-- START OF DATA SHOWN --
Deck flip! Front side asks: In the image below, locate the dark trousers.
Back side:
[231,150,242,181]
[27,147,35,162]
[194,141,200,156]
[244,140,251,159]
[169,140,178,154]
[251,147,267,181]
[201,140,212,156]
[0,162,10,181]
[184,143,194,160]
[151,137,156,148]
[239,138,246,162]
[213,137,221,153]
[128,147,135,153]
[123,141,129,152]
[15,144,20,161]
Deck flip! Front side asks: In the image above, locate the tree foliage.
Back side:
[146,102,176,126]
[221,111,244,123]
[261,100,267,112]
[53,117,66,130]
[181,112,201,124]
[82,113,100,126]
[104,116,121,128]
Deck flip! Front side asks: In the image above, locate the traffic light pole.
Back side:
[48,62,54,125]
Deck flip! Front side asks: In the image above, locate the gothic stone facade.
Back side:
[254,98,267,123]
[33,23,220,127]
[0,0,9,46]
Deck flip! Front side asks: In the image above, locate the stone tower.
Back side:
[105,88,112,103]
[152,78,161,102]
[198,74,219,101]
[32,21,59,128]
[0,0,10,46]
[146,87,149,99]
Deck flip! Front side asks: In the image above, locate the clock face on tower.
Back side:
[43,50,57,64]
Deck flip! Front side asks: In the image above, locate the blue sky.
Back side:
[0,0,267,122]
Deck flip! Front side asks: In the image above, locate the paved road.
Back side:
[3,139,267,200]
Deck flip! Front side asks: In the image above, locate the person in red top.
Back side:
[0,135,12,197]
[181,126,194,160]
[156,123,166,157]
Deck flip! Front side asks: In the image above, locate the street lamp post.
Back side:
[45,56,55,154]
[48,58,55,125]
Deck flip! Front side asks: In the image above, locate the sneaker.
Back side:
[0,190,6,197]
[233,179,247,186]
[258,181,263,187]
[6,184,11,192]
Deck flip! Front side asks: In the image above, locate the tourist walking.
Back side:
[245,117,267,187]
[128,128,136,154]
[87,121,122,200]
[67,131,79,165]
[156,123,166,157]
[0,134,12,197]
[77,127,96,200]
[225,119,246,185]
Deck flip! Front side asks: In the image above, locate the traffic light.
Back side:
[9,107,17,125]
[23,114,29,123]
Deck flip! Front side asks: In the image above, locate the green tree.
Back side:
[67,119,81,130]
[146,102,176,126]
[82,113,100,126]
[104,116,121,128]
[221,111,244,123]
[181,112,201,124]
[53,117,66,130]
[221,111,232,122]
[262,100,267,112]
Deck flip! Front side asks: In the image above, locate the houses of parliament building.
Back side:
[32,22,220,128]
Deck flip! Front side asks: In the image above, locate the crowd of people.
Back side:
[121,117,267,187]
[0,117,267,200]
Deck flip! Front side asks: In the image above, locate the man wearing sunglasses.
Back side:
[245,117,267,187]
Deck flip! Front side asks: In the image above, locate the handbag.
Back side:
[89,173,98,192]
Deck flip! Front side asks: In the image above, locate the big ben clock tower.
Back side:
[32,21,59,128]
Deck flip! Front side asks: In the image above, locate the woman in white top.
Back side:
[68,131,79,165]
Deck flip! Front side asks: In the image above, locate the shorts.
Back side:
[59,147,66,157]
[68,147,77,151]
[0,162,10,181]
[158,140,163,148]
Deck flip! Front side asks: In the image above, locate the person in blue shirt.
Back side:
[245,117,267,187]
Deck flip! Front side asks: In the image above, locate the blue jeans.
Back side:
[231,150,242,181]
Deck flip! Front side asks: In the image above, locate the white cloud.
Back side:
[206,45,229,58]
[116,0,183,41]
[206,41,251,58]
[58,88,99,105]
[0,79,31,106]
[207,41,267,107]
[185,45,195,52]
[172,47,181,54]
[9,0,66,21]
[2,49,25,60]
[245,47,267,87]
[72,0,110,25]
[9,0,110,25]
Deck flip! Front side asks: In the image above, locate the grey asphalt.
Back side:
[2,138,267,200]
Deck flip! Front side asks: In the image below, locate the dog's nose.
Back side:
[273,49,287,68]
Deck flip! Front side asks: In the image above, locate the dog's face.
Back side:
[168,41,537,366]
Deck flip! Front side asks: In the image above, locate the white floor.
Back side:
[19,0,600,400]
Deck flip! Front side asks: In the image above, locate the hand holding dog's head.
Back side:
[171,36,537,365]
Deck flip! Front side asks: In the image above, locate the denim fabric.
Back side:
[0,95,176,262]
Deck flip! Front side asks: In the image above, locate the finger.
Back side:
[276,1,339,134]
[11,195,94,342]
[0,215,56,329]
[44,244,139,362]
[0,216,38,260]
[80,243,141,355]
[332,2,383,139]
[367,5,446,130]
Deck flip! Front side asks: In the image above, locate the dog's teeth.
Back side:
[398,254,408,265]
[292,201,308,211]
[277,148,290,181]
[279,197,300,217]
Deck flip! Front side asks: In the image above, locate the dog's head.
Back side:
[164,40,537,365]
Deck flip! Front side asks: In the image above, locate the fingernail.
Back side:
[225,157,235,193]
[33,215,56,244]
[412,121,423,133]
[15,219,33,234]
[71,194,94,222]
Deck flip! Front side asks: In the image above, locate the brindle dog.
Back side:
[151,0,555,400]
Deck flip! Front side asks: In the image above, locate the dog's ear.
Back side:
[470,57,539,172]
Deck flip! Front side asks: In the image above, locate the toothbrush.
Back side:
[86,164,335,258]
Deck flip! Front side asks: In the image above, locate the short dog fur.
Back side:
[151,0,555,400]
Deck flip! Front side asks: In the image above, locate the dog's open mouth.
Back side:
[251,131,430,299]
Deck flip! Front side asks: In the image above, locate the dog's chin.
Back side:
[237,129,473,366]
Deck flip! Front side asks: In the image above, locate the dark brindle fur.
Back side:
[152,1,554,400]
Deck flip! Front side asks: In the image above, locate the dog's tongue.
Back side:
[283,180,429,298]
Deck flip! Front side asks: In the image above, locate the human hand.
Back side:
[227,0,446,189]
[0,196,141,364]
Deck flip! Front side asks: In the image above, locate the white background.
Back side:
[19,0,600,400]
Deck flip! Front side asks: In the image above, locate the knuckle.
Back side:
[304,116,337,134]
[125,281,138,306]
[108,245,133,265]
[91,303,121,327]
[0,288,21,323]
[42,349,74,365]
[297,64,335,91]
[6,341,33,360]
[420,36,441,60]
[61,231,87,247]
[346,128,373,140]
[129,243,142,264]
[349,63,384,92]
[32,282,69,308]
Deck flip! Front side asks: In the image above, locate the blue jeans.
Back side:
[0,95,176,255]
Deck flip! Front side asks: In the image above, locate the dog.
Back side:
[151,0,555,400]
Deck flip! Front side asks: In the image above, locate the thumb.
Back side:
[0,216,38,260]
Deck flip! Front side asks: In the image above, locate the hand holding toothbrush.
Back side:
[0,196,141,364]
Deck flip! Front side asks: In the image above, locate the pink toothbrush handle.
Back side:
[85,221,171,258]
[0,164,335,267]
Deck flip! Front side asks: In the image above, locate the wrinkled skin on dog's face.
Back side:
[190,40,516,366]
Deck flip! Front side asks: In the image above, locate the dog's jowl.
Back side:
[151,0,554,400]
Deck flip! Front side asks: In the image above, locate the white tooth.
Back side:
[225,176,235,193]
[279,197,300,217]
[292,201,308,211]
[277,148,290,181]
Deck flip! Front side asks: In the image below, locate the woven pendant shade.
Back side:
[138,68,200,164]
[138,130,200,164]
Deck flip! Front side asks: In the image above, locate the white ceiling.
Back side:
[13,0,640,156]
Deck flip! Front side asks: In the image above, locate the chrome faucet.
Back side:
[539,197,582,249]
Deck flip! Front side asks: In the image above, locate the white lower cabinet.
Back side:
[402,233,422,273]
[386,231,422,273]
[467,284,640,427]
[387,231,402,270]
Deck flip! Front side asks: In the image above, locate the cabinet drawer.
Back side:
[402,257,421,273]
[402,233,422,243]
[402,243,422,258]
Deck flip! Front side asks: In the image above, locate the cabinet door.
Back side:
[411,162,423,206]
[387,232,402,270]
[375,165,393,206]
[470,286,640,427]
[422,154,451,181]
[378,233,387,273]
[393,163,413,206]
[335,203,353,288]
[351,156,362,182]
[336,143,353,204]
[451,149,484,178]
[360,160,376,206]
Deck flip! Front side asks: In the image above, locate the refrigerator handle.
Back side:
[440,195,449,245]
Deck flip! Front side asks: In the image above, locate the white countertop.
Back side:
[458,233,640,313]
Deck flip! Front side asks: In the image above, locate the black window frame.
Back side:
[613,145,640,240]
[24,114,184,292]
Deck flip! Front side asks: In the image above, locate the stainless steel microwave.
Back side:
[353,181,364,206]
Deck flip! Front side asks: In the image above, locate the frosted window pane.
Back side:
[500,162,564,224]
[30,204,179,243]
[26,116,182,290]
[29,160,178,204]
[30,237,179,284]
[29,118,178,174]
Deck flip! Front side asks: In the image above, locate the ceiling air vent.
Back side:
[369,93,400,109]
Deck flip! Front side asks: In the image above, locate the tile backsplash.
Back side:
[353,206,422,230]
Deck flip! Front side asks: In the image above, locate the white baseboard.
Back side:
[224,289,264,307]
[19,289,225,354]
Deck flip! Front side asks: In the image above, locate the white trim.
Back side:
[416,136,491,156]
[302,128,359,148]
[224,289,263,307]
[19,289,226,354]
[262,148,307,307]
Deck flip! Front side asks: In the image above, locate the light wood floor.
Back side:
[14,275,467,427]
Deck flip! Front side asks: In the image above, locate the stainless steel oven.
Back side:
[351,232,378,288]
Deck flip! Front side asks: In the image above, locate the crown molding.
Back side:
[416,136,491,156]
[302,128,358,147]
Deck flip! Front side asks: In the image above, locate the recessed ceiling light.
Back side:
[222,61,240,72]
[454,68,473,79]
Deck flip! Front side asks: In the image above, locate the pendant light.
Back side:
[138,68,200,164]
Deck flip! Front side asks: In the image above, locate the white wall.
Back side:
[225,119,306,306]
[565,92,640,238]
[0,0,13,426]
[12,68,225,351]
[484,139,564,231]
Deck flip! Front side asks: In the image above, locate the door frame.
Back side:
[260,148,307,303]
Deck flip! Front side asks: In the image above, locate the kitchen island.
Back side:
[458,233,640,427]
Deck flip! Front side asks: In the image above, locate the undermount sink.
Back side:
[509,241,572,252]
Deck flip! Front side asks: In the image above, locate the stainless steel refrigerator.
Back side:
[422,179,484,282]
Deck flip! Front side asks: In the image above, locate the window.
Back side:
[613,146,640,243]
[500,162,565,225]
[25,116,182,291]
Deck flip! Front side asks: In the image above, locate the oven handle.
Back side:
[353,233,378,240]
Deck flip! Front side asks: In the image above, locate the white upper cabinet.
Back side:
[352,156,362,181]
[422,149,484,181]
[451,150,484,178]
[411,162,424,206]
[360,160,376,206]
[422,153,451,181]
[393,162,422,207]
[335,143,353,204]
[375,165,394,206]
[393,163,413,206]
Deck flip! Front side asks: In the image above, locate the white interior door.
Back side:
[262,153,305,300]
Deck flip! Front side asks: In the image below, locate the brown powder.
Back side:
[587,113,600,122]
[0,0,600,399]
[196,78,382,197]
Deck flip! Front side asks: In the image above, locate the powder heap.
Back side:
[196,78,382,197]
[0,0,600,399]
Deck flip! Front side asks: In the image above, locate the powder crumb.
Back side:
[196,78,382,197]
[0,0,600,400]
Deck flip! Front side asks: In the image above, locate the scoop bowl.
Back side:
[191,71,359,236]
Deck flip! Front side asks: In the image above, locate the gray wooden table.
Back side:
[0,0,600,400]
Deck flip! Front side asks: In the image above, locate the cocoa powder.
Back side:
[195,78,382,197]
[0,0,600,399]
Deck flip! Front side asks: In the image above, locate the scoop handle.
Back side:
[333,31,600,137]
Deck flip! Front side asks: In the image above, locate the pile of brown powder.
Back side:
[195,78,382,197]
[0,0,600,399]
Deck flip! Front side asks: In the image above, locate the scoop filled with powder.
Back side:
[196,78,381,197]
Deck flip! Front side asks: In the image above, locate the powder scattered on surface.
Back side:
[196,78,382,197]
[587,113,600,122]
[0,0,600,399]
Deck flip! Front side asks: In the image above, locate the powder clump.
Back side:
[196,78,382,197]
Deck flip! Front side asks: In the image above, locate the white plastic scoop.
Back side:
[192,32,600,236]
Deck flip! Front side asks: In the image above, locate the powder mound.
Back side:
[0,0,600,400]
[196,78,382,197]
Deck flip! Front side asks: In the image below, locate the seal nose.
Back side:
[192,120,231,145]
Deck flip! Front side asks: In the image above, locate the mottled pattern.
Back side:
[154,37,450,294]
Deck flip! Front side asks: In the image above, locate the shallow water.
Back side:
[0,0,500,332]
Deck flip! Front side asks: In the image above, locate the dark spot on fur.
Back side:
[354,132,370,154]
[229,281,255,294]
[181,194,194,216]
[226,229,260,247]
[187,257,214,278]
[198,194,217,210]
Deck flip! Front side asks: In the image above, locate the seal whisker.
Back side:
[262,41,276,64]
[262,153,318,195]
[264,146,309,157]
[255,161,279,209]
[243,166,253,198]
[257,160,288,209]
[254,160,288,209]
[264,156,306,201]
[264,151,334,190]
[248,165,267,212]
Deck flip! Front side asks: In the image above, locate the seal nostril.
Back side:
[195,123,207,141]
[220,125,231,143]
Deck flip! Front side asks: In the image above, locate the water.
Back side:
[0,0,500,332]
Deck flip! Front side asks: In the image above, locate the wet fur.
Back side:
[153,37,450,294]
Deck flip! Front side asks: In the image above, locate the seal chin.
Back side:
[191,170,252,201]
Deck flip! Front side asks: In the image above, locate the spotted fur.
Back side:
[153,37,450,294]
-- END OF DATA SHOWN --
[TASK OBJECTIVE]
Add 57 to every coordinate in the answers and write out the part of the items that opens with the line containing "the scoop handle." and closes with the line containing "[192,32,600,236]", requests included. Give both end lines and nothing outside that part.

[COMPLETED EXERCISE]
Deck flip! Front side asks: In the image above, locate the scoop handle.
Back side:
[390,88,657,194]
Deck flip! Front side asks: In the image above, locate the pile of brown powder.
Back side:
[252,135,439,254]
[57,57,657,456]
Deck flip! Front side asks: In the image above, locate the scoop filled with powder.
Back side:
[253,135,438,254]
Deck flip! Front side asks: In the image above, locate the powder scattered on surface.
Back side:
[253,135,439,254]
[644,170,657,179]
[57,57,657,456]
Deck flip! Front side asks: In the image above, locate the powder clump.
Back side:
[253,135,439,254]
Deck flip! Front side asks: In the image above, locate the white plastic scoop.
Back side:
[249,89,657,293]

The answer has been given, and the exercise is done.